OR bit a bit de N strings binarias

Dada una array arr[] de strings binarias, la tarea es calcular el OR bit a bit de todas estas strings e imprimir la string resultante.
Ejemplos: 
 

Entrada: arr[] = {“100”, “1001”, “0011”} 
Salida 1111 
0100 O 1001 O 0011 = 1111
Entrada: arr[] = {“10”, “11”, “1000001”} 
Salida: 1000011 
 

Enfoque: podemos hacer esto encontrando primero la string de tamaño máximo. Necesitamos esto ya que tenemos que agregar 0 al frente de las strings cuyas longitudes son menores que el tamaño máximo. Luego aplique la operación OR en cada bit. 
Por ejemplo, si las strings son «100», «001» y «1111». Aquí el tamaño máximo es 4, por lo que tenemos que agregar 1 cero en la primera y segunda string para que su longitud sea 4 y luego la operación OR se puede realizar en cada uno de los bits de los números que dan como resultado «0100» O «0001» O » 1111” = “1111”.
A continuación se muestra la implementación del enfoque anterior:
 

C++

// C++ implementation of the approach
#include <bits/stdc++.h>
using namespace std;
 
// Function to return the bitwise OR of
// all the binary strings
string strBitwiseOR(string* arr, int n)
{
    string res;
 
    int max_size = INT_MIN;
 
    // Get max size and reverse each string
    // Since we have to perform OR operation
    // on bits from right to left
    // Reversing the string will make it easier
    // to perform operation from left to right
    for (int i = 0; i < n; i++) {
        max_size = max(max_size, (int)arr[i].size());
        reverse(arr[i].begin(), arr[i].end());
    }
 
    for (int i = 0; i < n; i++) {
 
        // Add 0s to the end of strings
        // if needed
        string s;
        for (int j = 0; j < max_size - arr[i].size(); j++)
            s += '0';
 
        arr[i] = arr[i] + s;
    }
 
    // Perform OR operation on each bit
    for (int i = 0; i < max_size; i++) {
        int curr_bit = 0;
        for (int j = 0; j < n; j++)
            curr_bit = curr_bit | (arr[j][i] - '0');
 
        res += (curr_bit + '0');
    }
 
    // Reverse the resultant string
    // to get the final string
    reverse(res.begin(), res.end());
 
    // Return the final string
    return res;
}
 
// Driver code
int main()

*Ejercicios*
a: Resume en dos oraciones el texto sobre el OR bit a bit de strings binarias.
b: Transcribe del texto el fragmento que comienza en las palabras "Enfoque: podemos hacer" y detente después de "en cada bit.".
Las entradas no intervienen para nada en esto.

*Datos extraídos*

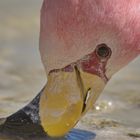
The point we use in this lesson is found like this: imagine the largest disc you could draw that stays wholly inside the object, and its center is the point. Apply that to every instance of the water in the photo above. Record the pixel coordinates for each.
(117, 112)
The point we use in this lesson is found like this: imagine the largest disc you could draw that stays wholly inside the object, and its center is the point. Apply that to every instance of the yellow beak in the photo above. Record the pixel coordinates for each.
(67, 97)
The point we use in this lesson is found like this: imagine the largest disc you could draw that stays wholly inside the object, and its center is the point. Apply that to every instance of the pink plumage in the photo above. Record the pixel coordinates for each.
(71, 29)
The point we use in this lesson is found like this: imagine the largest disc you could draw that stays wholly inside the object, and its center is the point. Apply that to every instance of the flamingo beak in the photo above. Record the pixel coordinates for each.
(66, 98)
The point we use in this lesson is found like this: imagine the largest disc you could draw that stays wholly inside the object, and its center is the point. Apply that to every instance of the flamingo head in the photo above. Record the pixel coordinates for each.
(82, 44)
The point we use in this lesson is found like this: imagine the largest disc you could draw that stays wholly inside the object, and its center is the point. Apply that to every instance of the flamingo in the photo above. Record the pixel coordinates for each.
(83, 43)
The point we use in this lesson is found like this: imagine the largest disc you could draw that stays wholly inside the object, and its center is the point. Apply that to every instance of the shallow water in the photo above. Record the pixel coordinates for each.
(117, 112)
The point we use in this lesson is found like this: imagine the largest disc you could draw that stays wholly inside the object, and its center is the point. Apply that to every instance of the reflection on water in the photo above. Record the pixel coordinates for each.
(116, 113)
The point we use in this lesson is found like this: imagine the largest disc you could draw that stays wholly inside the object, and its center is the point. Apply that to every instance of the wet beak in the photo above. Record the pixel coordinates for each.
(67, 96)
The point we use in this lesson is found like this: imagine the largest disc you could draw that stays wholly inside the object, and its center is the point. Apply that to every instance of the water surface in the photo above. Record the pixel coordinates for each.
(117, 112)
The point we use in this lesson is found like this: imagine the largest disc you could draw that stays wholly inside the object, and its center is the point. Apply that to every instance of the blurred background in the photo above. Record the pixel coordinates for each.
(22, 75)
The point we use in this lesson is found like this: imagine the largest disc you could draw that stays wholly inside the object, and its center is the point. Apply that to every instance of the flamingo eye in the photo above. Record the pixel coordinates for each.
(103, 51)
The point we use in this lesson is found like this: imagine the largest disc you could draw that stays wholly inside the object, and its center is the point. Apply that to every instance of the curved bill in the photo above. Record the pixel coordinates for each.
(67, 97)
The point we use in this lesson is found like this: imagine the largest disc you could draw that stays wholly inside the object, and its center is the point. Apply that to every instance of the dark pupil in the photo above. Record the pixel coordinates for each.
(103, 50)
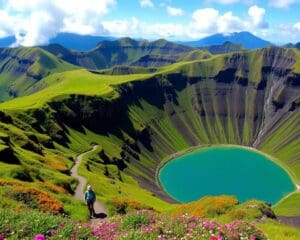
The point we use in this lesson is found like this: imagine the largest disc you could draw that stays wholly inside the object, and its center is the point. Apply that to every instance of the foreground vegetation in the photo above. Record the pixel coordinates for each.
(137, 120)
(141, 224)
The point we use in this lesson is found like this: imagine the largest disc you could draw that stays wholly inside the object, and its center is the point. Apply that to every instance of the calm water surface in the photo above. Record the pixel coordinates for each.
(225, 170)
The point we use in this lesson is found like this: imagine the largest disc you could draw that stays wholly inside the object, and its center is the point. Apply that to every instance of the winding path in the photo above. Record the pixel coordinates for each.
(99, 207)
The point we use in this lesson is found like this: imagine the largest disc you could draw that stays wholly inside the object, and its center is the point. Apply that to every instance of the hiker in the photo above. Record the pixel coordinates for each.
(90, 198)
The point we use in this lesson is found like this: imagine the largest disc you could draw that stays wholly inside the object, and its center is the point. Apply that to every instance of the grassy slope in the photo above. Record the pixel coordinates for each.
(174, 126)
(22, 67)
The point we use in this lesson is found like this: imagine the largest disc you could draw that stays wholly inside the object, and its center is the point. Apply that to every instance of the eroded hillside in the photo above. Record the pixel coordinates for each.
(249, 98)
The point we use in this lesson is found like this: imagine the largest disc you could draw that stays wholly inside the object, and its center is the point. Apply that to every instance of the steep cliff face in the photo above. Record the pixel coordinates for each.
(242, 98)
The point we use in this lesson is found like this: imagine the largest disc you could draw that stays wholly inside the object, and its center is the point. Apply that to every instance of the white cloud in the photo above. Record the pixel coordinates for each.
(208, 21)
(227, 2)
(297, 26)
(34, 22)
(146, 3)
(203, 22)
(172, 11)
(282, 3)
(257, 15)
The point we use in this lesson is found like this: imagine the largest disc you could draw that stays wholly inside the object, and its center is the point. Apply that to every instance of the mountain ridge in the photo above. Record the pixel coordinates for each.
(247, 39)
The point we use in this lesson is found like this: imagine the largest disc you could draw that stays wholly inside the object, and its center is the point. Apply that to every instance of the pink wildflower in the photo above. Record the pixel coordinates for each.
(39, 237)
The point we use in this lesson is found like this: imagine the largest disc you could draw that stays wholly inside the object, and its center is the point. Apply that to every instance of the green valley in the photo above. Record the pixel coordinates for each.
(139, 116)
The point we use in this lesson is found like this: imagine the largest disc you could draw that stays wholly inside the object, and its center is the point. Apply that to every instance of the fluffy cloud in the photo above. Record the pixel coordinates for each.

*Respuestas*
a: Dada una array de strings binarias, hay que calcular el OR bit a bit de todas ellas e imprimir la string resultante. Para ello se busca primero la string de tamaño máximo, se agregan ceros al frente de las strings más cortas y luego se aplica la operación OR en cada bit.

b:
Enfoque: podemos hacer esto encontrando primero la string de tamaño máximo. Necesitamos esto ya que tenemos que agregar 0 al frente de las strings cuyas longitudes son menores que el tamaño máximo. Luego aplique la operación OR en cada bit.